Referring expression data:
*****

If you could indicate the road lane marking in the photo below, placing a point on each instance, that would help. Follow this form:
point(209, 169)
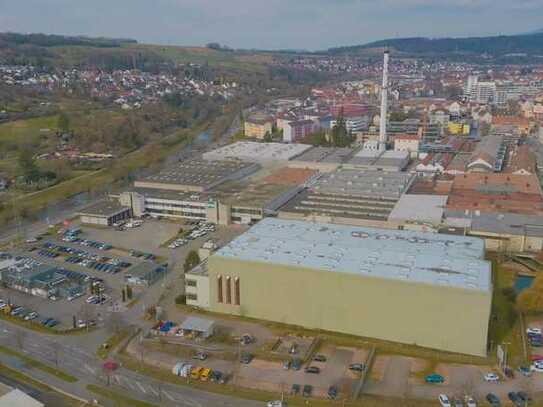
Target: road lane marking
point(141, 387)
point(168, 395)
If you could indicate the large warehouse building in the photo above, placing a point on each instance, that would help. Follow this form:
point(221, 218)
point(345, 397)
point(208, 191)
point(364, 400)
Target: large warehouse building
point(402, 286)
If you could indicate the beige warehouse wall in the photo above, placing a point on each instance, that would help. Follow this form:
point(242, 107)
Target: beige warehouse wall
point(436, 317)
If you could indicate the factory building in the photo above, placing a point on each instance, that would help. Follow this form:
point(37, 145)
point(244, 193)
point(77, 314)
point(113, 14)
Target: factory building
point(252, 151)
point(406, 287)
point(197, 175)
point(349, 196)
point(105, 213)
point(225, 199)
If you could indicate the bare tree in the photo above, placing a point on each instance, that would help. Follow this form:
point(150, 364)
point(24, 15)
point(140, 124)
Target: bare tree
point(19, 336)
point(56, 350)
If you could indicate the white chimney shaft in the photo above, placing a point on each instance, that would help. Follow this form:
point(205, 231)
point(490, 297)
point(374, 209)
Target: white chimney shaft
point(384, 105)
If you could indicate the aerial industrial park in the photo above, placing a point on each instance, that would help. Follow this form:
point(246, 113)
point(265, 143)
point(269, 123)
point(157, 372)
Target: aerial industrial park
point(205, 226)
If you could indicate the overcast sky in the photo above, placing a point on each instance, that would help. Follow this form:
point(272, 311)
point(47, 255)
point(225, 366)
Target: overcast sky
point(271, 24)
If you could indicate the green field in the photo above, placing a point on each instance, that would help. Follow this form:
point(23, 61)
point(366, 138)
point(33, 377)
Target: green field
point(27, 131)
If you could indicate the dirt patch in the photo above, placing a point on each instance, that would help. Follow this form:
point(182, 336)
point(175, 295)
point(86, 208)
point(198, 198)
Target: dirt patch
point(377, 372)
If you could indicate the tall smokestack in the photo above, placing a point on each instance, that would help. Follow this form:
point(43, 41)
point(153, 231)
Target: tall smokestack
point(384, 105)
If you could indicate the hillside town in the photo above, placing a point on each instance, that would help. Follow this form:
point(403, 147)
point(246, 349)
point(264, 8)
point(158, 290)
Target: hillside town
point(356, 227)
point(130, 89)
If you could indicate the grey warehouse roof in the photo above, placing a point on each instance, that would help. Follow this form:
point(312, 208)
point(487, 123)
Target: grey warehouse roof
point(360, 182)
point(435, 259)
point(419, 208)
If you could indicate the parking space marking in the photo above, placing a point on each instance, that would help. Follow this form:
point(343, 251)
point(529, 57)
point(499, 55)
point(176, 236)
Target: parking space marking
point(141, 387)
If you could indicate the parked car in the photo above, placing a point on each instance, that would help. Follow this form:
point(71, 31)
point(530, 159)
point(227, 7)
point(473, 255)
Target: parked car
point(200, 355)
point(319, 358)
point(508, 372)
point(470, 402)
point(492, 378)
point(196, 372)
point(434, 378)
point(308, 389)
point(493, 400)
point(296, 364)
point(357, 367)
point(30, 316)
point(332, 392)
point(444, 400)
point(204, 376)
point(458, 403)
point(246, 358)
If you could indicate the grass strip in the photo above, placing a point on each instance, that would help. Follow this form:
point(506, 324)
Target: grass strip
point(112, 342)
point(34, 326)
point(39, 365)
point(22, 378)
point(119, 399)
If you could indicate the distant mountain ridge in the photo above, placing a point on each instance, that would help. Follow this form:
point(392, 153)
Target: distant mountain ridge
point(52, 40)
point(530, 44)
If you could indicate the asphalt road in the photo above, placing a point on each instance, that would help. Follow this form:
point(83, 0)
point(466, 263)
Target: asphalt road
point(83, 364)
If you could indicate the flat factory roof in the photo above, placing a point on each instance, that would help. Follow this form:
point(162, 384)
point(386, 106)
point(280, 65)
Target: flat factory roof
point(419, 208)
point(334, 155)
point(360, 182)
point(434, 259)
point(257, 152)
point(201, 173)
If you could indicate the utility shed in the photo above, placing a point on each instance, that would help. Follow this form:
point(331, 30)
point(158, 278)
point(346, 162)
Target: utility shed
point(401, 286)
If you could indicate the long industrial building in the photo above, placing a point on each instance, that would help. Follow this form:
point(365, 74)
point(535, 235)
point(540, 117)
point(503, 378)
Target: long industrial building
point(401, 286)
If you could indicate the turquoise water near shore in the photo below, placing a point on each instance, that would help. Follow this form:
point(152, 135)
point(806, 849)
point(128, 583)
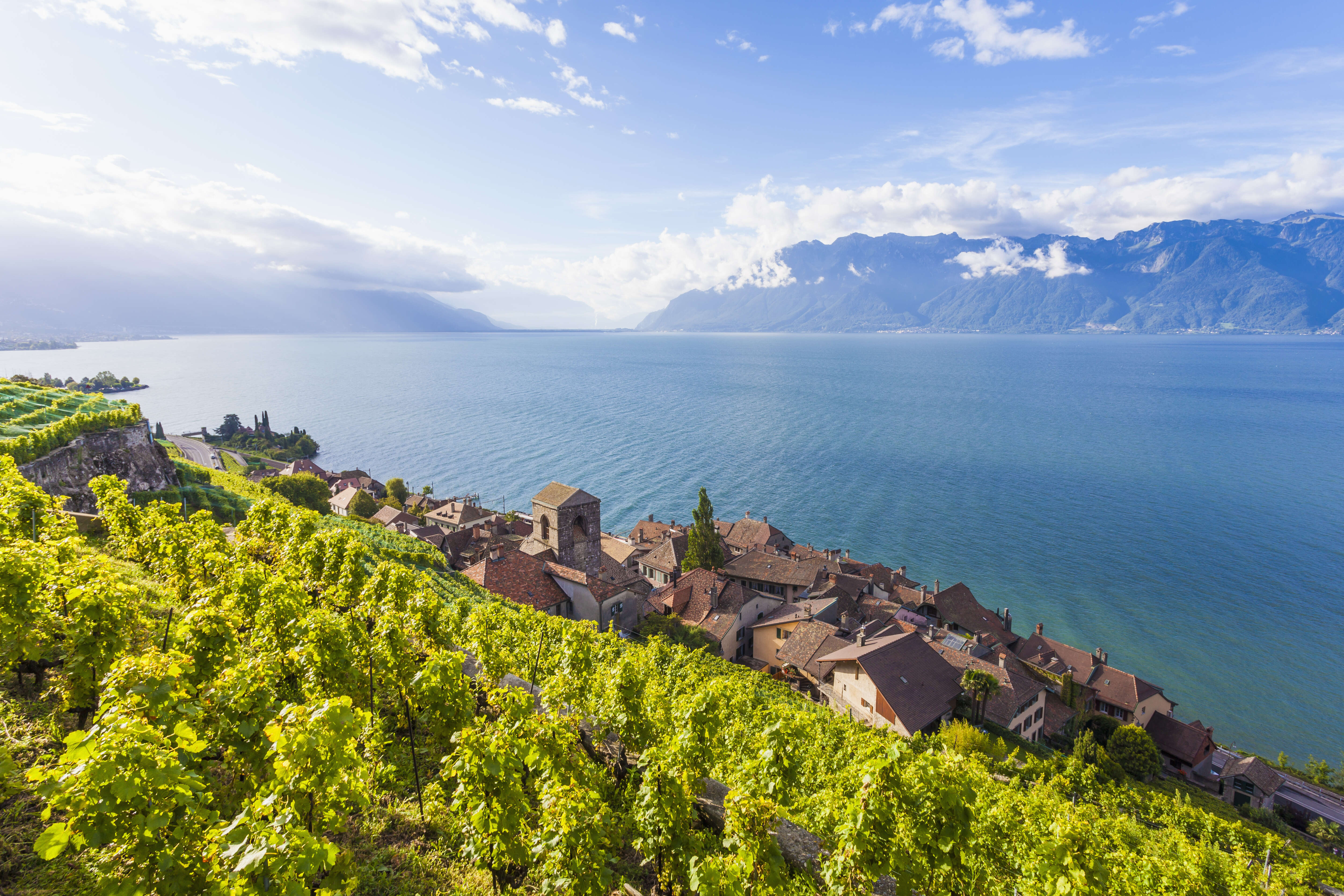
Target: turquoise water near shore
point(1178, 502)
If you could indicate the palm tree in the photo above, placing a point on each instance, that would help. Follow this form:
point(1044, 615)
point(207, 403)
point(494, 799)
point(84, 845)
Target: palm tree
point(988, 691)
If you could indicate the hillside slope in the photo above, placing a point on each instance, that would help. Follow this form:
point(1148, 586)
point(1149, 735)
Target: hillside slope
point(1286, 276)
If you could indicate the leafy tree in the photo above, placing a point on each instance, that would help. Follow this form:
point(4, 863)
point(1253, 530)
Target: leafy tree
point(397, 490)
point(230, 426)
point(1135, 750)
point(672, 629)
point(982, 686)
point(1103, 729)
point(363, 504)
point(1327, 832)
point(303, 490)
point(702, 547)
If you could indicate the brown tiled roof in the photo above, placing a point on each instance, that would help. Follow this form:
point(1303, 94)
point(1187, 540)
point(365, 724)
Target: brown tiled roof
point(518, 577)
point(820, 611)
point(557, 496)
point(648, 531)
point(748, 534)
point(959, 605)
point(388, 516)
point(619, 550)
point(913, 679)
point(1187, 742)
point(709, 588)
point(1256, 772)
point(1014, 690)
point(759, 566)
point(668, 555)
point(1057, 714)
point(457, 514)
point(807, 643)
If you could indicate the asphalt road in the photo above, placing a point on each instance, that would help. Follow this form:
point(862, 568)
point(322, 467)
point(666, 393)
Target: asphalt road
point(198, 452)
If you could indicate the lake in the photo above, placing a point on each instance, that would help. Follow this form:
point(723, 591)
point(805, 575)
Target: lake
point(1176, 502)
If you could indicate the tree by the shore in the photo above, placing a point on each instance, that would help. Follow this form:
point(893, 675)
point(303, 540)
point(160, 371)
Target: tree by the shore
point(702, 549)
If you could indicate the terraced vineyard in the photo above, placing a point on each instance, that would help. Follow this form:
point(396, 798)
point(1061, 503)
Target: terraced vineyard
point(36, 420)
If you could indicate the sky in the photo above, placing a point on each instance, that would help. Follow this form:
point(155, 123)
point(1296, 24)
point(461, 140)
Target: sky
point(581, 162)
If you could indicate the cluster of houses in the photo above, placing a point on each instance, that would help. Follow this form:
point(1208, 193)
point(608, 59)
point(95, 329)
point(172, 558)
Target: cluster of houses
point(859, 637)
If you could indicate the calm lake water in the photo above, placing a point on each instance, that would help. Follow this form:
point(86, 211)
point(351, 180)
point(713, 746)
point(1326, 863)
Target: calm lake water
point(1178, 502)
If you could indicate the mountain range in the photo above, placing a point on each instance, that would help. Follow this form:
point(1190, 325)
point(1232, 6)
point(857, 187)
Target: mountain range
point(1220, 276)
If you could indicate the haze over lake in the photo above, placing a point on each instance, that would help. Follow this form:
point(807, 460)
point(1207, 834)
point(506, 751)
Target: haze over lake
point(1178, 502)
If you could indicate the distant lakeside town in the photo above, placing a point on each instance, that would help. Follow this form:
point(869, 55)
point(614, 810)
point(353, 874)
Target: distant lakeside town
point(857, 636)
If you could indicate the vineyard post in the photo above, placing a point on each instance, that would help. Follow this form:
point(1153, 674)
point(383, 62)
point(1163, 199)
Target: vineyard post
point(410, 720)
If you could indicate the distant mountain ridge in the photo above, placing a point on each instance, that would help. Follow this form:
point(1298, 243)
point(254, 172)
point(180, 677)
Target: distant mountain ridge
point(1221, 276)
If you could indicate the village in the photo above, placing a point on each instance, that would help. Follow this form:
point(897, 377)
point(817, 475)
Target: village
point(851, 635)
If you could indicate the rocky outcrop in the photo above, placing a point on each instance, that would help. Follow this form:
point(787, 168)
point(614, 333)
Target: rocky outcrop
point(127, 453)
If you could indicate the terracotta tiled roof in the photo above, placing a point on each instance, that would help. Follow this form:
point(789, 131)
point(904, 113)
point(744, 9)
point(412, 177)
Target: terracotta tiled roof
point(759, 566)
point(1187, 742)
point(748, 534)
point(668, 555)
point(1014, 690)
point(389, 516)
point(557, 496)
point(619, 550)
point(1253, 770)
point(959, 605)
point(1057, 714)
point(521, 578)
point(913, 679)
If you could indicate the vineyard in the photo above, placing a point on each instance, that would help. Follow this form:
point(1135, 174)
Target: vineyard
point(36, 420)
point(287, 711)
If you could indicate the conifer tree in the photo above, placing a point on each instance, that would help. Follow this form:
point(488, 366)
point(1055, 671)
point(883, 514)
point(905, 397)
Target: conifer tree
point(703, 550)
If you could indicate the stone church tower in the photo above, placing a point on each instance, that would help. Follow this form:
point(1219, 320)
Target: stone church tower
point(569, 522)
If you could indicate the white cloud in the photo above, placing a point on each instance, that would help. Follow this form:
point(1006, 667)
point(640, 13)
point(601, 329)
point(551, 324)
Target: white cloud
point(987, 30)
point(646, 274)
point(1158, 18)
point(73, 121)
point(573, 81)
point(253, 171)
point(390, 36)
point(736, 41)
point(214, 228)
point(467, 70)
point(1006, 259)
point(529, 104)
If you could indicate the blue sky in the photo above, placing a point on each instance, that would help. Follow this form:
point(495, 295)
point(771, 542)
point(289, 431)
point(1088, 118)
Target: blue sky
point(523, 158)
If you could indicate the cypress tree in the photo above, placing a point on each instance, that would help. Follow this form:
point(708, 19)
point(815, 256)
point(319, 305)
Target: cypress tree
point(702, 549)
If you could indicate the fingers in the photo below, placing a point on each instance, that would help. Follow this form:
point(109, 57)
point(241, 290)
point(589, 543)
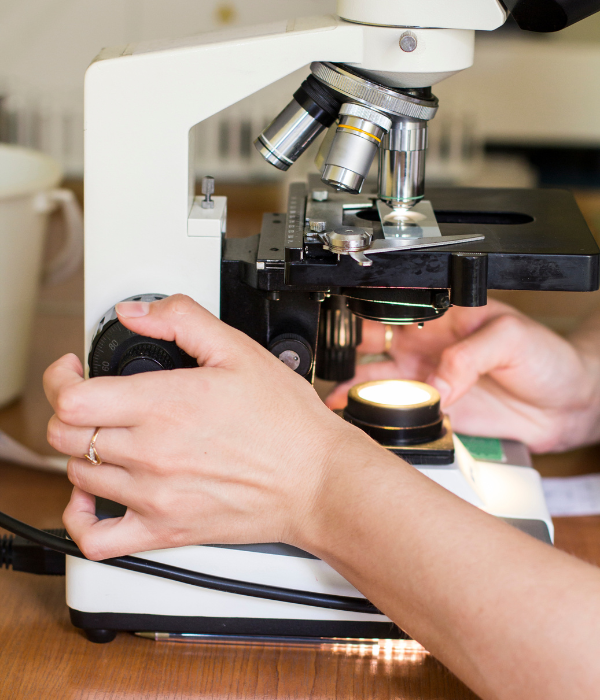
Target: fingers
point(102, 401)
point(181, 319)
point(103, 539)
point(104, 480)
point(112, 444)
point(496, 345)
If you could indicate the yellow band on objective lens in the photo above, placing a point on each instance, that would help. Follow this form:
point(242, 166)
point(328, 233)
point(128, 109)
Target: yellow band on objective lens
point(347, 126)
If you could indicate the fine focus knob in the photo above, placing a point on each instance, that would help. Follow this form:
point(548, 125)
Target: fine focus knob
point(294, 351)
point(118, 351)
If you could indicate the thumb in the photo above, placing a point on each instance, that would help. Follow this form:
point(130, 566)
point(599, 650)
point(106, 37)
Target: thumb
point(497, 345)
point(181, 319)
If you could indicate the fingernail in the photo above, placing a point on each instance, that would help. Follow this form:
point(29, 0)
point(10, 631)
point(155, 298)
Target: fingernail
point(133, 309)
point(442, 386)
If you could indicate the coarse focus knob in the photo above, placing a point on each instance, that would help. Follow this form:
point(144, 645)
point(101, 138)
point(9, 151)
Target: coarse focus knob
point(118, 351)
point(145, 357)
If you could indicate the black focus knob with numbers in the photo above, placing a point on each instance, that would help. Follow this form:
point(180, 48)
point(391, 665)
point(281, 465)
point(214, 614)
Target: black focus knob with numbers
point(118, 351)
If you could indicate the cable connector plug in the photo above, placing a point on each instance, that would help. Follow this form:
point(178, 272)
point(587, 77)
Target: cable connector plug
point(19, 554)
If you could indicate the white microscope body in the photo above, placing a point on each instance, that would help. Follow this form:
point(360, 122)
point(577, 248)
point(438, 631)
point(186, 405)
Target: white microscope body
point(145, 234)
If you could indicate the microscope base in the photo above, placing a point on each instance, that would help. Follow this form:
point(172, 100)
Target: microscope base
point(103, 599)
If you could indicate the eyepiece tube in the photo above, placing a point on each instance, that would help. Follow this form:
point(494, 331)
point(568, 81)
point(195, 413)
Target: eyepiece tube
point(357, 138)
point(402, 163)
point(312, 110)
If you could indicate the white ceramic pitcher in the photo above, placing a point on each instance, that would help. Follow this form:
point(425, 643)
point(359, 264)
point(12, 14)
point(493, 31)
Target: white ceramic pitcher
point(28, 194)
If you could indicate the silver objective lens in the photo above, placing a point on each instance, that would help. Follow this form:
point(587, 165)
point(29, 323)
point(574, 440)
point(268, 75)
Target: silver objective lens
point(312, 110)
point(402, 163)
point(288, 136)
point(357, 138)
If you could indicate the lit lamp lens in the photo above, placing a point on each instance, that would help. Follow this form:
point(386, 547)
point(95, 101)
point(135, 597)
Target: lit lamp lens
point(396, 412)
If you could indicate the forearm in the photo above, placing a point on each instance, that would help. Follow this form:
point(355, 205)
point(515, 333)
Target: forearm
point(491, 603)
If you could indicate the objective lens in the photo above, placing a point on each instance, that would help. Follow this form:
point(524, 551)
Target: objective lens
point(402, 163)
point(312, 110)
point(357, 138)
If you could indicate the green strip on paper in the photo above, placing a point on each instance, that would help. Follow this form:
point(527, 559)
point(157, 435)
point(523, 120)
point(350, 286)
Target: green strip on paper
point(486, 449)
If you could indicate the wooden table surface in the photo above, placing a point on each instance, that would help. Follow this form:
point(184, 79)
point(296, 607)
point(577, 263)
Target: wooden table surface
point(43, 656)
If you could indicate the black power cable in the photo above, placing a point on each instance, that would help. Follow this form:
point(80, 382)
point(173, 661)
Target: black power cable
point(194, 578)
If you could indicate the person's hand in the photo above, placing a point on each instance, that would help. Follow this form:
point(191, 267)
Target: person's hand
point(499, 374)
point(234, 451)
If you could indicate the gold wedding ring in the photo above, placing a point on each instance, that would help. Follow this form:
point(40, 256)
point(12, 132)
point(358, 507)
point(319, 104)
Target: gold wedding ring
point(92, 455)
point(388, 337)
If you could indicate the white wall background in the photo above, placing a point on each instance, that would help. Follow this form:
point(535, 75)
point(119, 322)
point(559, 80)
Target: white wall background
point(47, 44)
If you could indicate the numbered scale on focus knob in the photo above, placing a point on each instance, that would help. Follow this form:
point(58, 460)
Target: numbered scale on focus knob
point(118, 351)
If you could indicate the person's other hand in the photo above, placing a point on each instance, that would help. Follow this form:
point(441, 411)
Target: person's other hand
point(499, 374)
point(234, 451)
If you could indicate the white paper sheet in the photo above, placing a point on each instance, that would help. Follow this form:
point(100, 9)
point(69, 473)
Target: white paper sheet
point(573, 495)
point(12, 451)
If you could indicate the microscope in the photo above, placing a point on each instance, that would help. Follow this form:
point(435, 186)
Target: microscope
point(347, 248)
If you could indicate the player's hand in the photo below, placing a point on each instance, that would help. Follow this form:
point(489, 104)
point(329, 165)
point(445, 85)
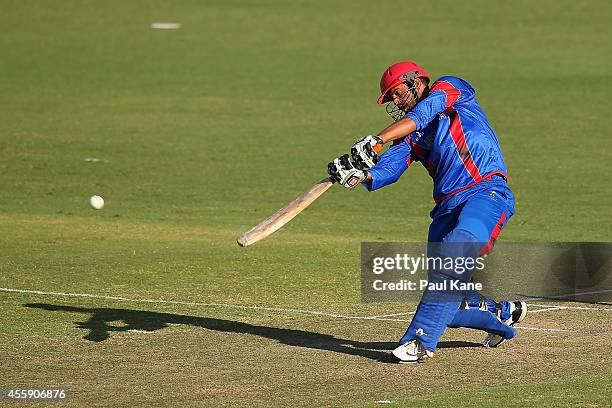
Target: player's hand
point(364, 152)
point(342, 171)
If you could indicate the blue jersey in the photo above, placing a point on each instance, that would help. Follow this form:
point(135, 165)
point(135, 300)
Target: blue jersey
point(453, 140)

*****

▶ _Work item_:
Lines to set down from above: the line with "point(383, 62)", the line with "point(412, 177)", and every line between, each exactly as written.

▶ _Answer area_:
point(383, 62)
point(1163, 199)
Target: vineyard post
point(410, 720)
If you could indicate the distant mountain ridge in the photo above, placing a point on each instance, that would help. Follow this form:
point(1298, 243)
point(254, 172)
point(180, 677)
Target: distant mountain ridge
point(1221, 276)
If you could indicate the village in the photo above, placing a point on each instance, that would help. Follow this form:
point(897, 377)
point(817, 475)
Target: village
point(851, 635)
If you could indicate the rocky outcrop in the photo above, placing a point on each instance, that would help. Follow this form:
point(787, 168)
point(614, 333)
Target: rocky outcrop
point(127, 453)
If you could indicate the terracotta tiled roof in the photo above, placing a point on each instance, that would help. Follow this form:
point(789, 131)
point(904, 113)
point(744, 9)
point(412, 177)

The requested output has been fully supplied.